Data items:
▽

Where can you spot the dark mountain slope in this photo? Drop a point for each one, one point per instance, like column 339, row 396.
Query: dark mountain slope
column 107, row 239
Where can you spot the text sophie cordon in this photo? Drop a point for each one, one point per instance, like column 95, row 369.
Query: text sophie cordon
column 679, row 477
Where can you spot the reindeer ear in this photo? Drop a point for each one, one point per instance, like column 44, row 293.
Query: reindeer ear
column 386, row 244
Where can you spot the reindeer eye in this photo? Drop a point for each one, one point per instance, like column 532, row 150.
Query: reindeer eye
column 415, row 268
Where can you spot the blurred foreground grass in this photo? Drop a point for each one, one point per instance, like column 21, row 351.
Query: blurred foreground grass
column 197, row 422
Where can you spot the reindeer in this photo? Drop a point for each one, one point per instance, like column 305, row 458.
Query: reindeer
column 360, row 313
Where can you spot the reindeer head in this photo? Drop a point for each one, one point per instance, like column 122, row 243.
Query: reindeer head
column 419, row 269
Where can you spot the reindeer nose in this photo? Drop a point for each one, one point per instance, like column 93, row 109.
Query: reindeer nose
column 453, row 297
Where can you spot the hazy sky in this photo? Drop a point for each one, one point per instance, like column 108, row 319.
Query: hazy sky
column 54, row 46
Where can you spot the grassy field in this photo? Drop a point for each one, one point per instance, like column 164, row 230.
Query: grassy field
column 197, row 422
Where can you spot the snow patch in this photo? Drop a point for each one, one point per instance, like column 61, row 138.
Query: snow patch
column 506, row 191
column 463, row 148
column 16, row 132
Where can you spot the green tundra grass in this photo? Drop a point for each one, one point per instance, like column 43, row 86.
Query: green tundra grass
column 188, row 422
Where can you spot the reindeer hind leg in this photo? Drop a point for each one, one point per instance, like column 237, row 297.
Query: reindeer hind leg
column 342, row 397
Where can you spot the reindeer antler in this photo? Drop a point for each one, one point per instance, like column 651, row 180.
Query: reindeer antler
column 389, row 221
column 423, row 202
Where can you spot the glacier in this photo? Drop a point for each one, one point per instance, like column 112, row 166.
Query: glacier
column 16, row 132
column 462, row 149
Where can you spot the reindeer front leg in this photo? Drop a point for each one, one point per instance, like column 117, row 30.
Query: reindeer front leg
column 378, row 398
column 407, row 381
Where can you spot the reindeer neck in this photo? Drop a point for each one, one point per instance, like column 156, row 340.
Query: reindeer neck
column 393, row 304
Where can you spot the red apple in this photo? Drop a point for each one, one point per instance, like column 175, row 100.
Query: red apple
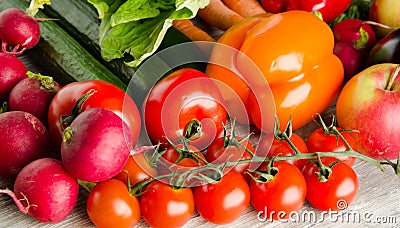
column 370, row 103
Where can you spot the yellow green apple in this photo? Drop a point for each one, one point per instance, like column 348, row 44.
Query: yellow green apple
column 370, row 104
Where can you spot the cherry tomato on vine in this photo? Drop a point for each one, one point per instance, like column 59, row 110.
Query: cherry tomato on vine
column 165, row 206
column 282, row 148
column 192, row 157
column 105, row 95
column 337, row 192
column 136, row 169
column 110, row 204
column 224, row 201
column 185, row 103
column 281, row 195
column 321, row 141
column 236, row 150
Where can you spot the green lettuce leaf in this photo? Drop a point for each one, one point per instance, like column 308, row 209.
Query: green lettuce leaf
column 134, row 29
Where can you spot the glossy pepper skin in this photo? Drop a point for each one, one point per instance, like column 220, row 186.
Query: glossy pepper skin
column 330, row 9
column 294, row 51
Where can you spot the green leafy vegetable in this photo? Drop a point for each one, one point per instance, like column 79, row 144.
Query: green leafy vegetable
column 134, row 29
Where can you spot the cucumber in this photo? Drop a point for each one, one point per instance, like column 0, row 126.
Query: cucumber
column 80, row 19
column 62, row 56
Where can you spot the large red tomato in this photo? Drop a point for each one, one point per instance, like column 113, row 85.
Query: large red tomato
column 110, row 204
column 185, row 103
column 165, row 206
column 283, row 194
column 337, row 191
column 224, row 201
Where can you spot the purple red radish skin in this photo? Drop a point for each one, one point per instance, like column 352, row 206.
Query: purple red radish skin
column 23, row 139
column 96, row 145
column 12, row 70
column 33, row 96
column 18, row 31
column 45, row 190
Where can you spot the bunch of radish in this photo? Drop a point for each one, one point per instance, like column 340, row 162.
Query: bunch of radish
column 95, row 147
column 19, row 30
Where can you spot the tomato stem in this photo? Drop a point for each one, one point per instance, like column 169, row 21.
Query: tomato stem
column 210, row 172
column 193, row 129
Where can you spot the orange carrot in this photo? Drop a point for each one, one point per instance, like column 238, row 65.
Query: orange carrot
column 246, row 8
column 193, row 32
column 218, row 15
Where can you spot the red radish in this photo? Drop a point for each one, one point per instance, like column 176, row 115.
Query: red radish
column 353, row 59
column 12, row 70
column 356, row 32
column 45, row 190
column 96, row 145
column 33, row 95
column 23, row 139
column 18, row 30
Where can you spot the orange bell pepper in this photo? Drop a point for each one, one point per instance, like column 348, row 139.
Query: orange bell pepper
column 294, row 52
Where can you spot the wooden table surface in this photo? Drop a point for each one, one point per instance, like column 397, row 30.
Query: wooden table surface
column 377, row 202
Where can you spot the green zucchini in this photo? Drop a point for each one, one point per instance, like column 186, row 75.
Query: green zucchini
column 62, row 56
column 80, row 19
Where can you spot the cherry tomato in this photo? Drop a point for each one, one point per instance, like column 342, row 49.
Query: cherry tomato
column 217, row 152
column 184, row 100
column 109, row 204
column 106, row 95
column 136, row 169
column 224, row 201
column 164, row 206
column 283, row 194
column 282, row 148
column 320, row 141
column 337, row 192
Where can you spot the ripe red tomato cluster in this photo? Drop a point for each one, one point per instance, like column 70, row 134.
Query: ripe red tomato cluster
column 277, row 189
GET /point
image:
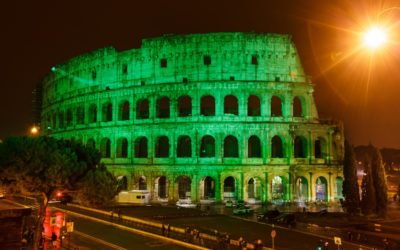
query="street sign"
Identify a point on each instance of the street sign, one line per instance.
(70, 226)
(52, 221)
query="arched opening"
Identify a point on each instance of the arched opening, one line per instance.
(107, 112)
(91, 144)
(276, 147)
(339, 188)
(142, 183)
(69, 117)
(92, 113)
(162, 147)
(229, 188)
(162, 109)
(254, 147)
(80, 115)
(319, 148)
(184, 148)
(276, 106)
(105, 148)
(122, 183)
(141, 147)
(161, 187)
(253, 106)
(184, 106)
(207, 106)
(321, 189)
(302, 189)
(142, 109)
(278, 189)
(300, 147)
(254, 190)
(231, 148)
(297, 107)
(184, 187)
(231, 105)
(123, 111)
(207, 146)
(208, 188)
(122, 148)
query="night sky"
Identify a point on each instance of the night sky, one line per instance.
(351, 84)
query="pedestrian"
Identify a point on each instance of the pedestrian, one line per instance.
(119, 213)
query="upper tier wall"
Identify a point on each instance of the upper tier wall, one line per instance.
(167, 59)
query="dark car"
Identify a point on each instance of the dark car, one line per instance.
(286, 219)
(267, 216)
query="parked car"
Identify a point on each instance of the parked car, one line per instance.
(286, 219)
(242, 210)
(267, 216)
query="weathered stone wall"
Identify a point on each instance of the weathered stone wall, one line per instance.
(264, 67)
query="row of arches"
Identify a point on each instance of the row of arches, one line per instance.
(207, 147)
(253, 190)
(163, 109)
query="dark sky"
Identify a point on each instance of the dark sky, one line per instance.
(359, 88)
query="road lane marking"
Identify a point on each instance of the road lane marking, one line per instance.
(99, 240)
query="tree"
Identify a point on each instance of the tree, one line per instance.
(380, 185)
(350, 185)
(368, 198)
(41, 166)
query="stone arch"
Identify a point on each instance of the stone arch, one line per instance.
(207, 146)
(184, 184)
(277, 149)
(302, 189)
(92, 113)
(253, 106)
(162, 147)
(279, 190)
(142, 109)
(123, 111)
(339, 188)
(122, 148)
(276, 106)
(254, 147)
(122, 183)
(254, 190)
(320, 148)
(161, 187)
(163, 107)
(80, 115)
(231, 147)
(106, 114)
(91, 143)
(142, 183)
(297, 107)
(207, 105)
(184, 147)
(184, 106)
(230, 188)
(321, 189)
(231, 105)
(300, 147)
(141, 147)
(105, 148)
(207, 188)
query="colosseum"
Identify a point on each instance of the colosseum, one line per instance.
(201, 117)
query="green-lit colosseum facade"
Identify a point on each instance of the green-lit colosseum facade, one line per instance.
(205, 117)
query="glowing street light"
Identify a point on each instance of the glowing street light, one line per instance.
(375, 37)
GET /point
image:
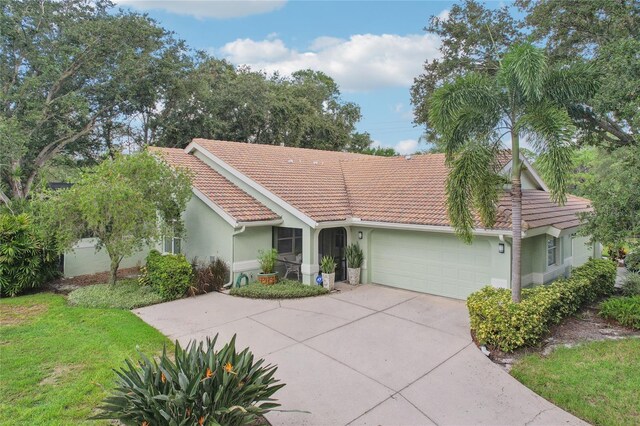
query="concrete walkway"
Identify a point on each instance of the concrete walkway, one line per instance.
(368, 356)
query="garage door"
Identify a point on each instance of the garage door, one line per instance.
(431, 263)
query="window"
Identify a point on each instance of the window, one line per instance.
(552, 249)
(172, 245)
(287, 240)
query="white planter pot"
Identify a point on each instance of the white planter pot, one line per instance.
(328, 280)
(354, 275)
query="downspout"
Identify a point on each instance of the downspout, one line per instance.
(233, 240)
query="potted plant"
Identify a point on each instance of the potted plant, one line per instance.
(328, 267)
(267, 260)
(354, 263)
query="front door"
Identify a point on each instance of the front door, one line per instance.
(332, 242)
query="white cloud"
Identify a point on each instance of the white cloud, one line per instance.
(361, 63)
(219, 9)
(407, 146)
(444, 15)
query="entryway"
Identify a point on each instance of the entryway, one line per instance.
(332, 242)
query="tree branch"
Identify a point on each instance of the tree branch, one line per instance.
(55, 147)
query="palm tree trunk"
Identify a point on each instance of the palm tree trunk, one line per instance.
(516, 219)
(115, 264)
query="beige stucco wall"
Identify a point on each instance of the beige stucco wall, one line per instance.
(572, 252)
(206, 233)
(85, 260)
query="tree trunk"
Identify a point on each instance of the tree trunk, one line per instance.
(115, 264)
(516, 219)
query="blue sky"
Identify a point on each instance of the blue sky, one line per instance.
(373, 49)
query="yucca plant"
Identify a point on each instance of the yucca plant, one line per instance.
(201, 387)
(354, 255)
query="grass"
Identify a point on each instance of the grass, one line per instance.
(625, 310)
(598, 381)
(125, 294)
(284, 289)
(56, 359)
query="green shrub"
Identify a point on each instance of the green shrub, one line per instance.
(354, 255)
(125, 294)
(498, 322)
(27, 260)
(632, 261)
(202, 386)
(631, 284)
(169, 274)
(625, 310)
(208, 276)
(284, 289)
(327, 265)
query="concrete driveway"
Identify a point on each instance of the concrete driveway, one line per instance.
(368, 356)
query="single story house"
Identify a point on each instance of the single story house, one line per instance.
(248, 197)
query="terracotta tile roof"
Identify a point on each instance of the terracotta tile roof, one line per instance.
(310, 180)
(235, 202)
(328, 186)
(538, 210)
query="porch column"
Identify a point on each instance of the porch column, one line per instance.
(309, 265)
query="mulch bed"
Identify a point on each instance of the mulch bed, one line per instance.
(585, 326)
(67, 285)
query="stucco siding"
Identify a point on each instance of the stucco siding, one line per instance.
(84, 260)
(289, 220)
(206, 233)
(582, 251)
(246, 248)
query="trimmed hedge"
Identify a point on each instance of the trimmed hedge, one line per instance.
(169, 274)
(284, 289)
(500, 323)
(632, 261)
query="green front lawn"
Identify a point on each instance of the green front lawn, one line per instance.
(598, 381)
(56, 360)
(284, 289)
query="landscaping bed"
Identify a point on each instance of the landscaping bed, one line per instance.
(67, 285)
(124, 294)
(284, 289)
(57, 359)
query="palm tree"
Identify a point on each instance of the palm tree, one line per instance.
(473, 116)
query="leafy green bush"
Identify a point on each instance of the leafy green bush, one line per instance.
(327, 265)
(354, 255)
(27, 260)
(631, 284)
(498, 322)
(625, 310)
(632, 261)
(284, 289)
(208, 276)
(169, 274)
(125, 294)
(202, 386)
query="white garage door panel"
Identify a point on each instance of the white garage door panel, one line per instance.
(430, 263)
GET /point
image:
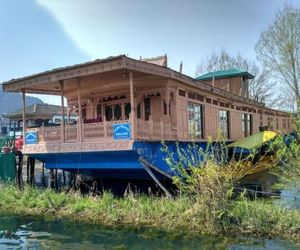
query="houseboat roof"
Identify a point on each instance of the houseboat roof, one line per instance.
(37, 110)
(48, 82)
(225, 74)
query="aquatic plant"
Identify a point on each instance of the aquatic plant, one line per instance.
(181, 214)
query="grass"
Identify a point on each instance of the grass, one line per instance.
(181, 214)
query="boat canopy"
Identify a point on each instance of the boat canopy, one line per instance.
(254, 141)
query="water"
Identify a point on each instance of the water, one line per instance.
(20, 232)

△

WHAT YOU WILL DO:
Which lines belong in the answer? Exactly those from the first line of the entries through the line holding "Where can you spot the snow", inclusive, copied unchanged.

RESPONSE TO THE TASK:
Where can you spot the dark mountain slope in this photo? Drop a point for each one, one point per instance, like column 339, row 396.
Query: dark mountain slope
column 107, row 239
Where can you spot the text sophie cordon in this photo? Drop a point for each one, one point per instance, like column 95, row 369.
Query: text sophie cordon
column 679, row 477
Where can you spot the reindeer ear in this photo? Drop a point for each one, one point per instance, like column 44, row 293.
Query: reindeer ear
column 386, row 244
Where can you spot the reindeer eye in this photo? Drop a point for each one, one point per instance, like column 532, row 150.
Query: reindeer eye
column 415, row 268
Where can you spot the blurred foreground grass in this photo? Drop a point for each one, one point per instance, like column 21, row 351.
Query: blurred foreground grass
column 197, row 422
Where can you spot the reindeer in this photo? Drop a point for each one, one point per instance, like column 305, row 458.
Query: reindeer
column 360, row 313
Where can you spot the reindeer head in this photo? Drop a point for each one, one point per instance, like column 122, row 243.
Query: reindeer head
column 419, row 269
Where can you spot the reindeer nose in this photo? Drop a point for each one, one point per instance, like column 93, row 109.
Query: reindeer nose
column 453, row 297
Where can you spot the hazy sky in this photo? Drop a point for each one, one point per instance, like column 108, row 319.
Query: hazy sky
column 54, row 46
Where can you spot the grassy field in this photo? Drop a point for each one, one point per instance, like column 164, row 230.
Query: grassy field
column 197, row 422
Where can you spot the snow patch in this photo? Drop a point for each one, one point per instance, like column 61, row 138.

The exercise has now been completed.